(Dataset excerpts on object pointing)
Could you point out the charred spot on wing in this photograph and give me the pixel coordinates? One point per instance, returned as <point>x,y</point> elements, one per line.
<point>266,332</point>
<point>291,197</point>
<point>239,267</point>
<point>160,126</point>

**WORK TO BE COMPLETED**
Copy the lines again, substituting "burn mark" for every occurrence of "charred spot" and leaving everything else as it is.

**TASK OUTPUT**
Could you point out the burn mark on wing in this photograph and give me the pixel coordinates? One point per instance, returned as <point>x,y</point> elements, one per line.
<point>266,332</point>
<point>291,197</point>
<point>239,267</point>
<point>160,126</point>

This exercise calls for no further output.